#### Written problem 1
In the passage about making aircraft latch parts, what material was the form block cut from?
#### Written problem 2
Carry on the passage about making aircraft latch parts, starting after its last sentence.

By positioning the template on the metal for the part you then carefully slip the punch without the nib into the hole in your template squeeze and punch a hole in your part.  As I get each hole punched I insert a cleco clamp to help keep the template from shifting around.  You will note I am not adding the pivot hole at this time.  I'm good but not good enough to get them in the right spot after forming so we'll add them later.
 Once the holes are punched just draw the outline with a soft pencil or a scribe.  If you use a scribe just be careful not to scratch somewhere that will end up on the finished part.  We don't want any cracks forming on our stray scratches.  I prefer to punch all the holes I can before cutting out parts.  If I mess up punching hole I don't have to throw away my labor cutting out the part, just some metal.  I made some extra parts just-in-case my clever plan for forming them, etc. doesn't work out well and I think I'll use these latches for my next homebuilt project.
 The parts are cut out and de-burred, ready to form.
 To form the parts I cut a piece of 1/4" x 1" mild steel.  Next I transferred the hole locations to it, from the template,  using the 1/8" punch with the nib on it as a Center/Transfer punch.  In this case there was nothing to do but carefully drill the holes using these center punch marks.  I then counter drilled the back side of the form piece so I could use some 1/8" steel rivets as locater pins for bending the parts.  A 3/32" radius was ground and filed on the corner of the form block and the rivets were epoxied into the holes to make using the tool easier.
 With the epoxy dried the parts just need to be slipped over the pins and the whole thing clamped in the vise for forming.

A hardwood block works fine to bend the parts over the form block.  By using a narrow piece of steel for the form block the part can be slightly over bent to get the angle exactly 90 degrees.

Left and right parts are just a matter of reversing the part when forming the bend.

The next step is to locate the pivot hole in one of the parts.  I used a scrap of some 1-1/2" x 1/16" aluminum angle from Lowe's for this fixture.  First a line was drawn on the inside of the fixture.  The top rivet hole and the pivot hole are on the same line.  The top hole was transferred to the fixture so it was on the line and then the bottom hole, keeping the bent part clamped tightly to the side of the fixture.  The 3/16" pivot hole was punched in the fixture.  By clecoing the parts to the fixture the pivot hole can be transferred so each parts is within a tolerance that they are all interchangeable.

Then on the outside of the fixture a line was drawn through one of the mounting holes and the finished part clecoed in place.  The last part was clamped in place an the mounting hole lined up and center punched on the fixture with the 1/8" punch.  With that part clamped and clecoed to the first hole the second mounting hole can be marked and punched.

Now the part with the pivot hole and the mating part without can be clecoed to the fixture and the 3/16" pivot hole transferred to the second part.  The parts now fit the holes in the door and the pivot holes are squarely aligned so everything will move freely.  I have enough parts to do both doors, they are interchangeable and I have some spares for my next project, as well as the tools to make more.

Owner Produced Parts are really a lot of fun and easier to make than to write about.

Thursday, November 17, 2011

Window Latch Parts (Cessna 0411186)

Since I have no latches for the windows I was lucky to find one for sale from Rick Jeorgensen in California.  This one is worn and missing the knob for opening and closing but it should work fine as a pattern to make new ones.  The latch is a simple folding mechanism which when folded holds the window closed and when unfolded holds the window open.

#### Given data
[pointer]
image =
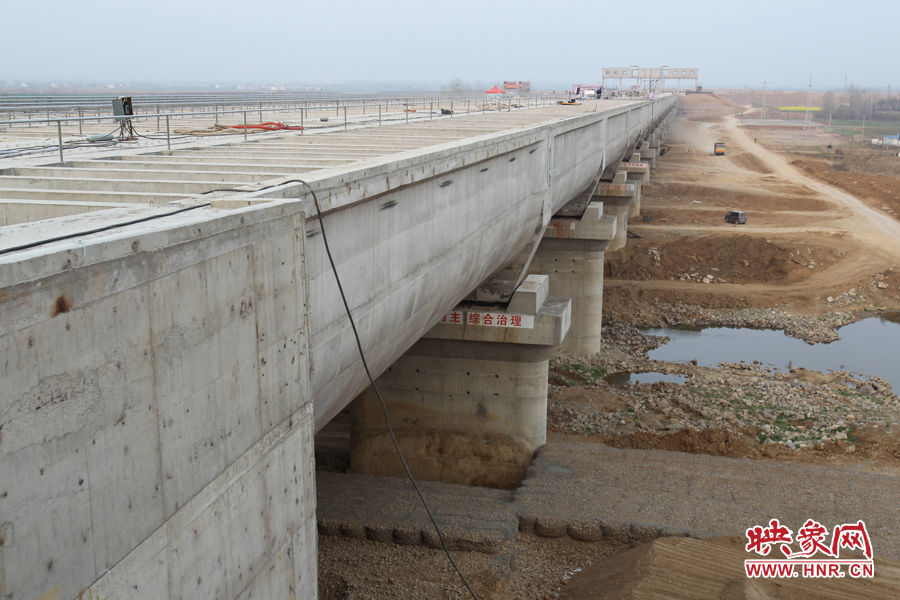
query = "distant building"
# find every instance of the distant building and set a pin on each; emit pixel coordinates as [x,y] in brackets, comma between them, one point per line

#### Answer 1
A piece of 1/4" x 1" mild steel.

#### Answer 2
Here are the parts disassembled.  The key parts are (L - R) the extruded aluminum bracket which is riveted to the window frame
an aluminum link, a steel link, and the simple bent brackets which attach to the door.  There's enough wear that the hole locations are not obvious.  Things like metal thickness are easy with Verniers, etc., but for some of the other dimensions needed I find photos and scans of the parts easier to use.

By using these images in TurboCAD it's much easier to reverse engineer things like hole locations and the outside shape of complex parts.  The drawing at the right shows the scanned images of the key parts and the assembly drawing made to check that the parts will open and fold up correctly.  It helps to keep in mind that these parts were probably designed using a tee-square, triangles and a scale in 1/32" increments even though drawings were dimensioned in thousandths of an inch.  To scale the images I measure some easy dimensions and adjust the scale of the image until those dimensions are correct.  For the 2 links I measured the inside edge to edge distance between the 2 holes, easily done with a vernier caliper.

Time to go make some parts.

Sunday, November 13, 2011

Door Handle Stops (Cessna 0411615)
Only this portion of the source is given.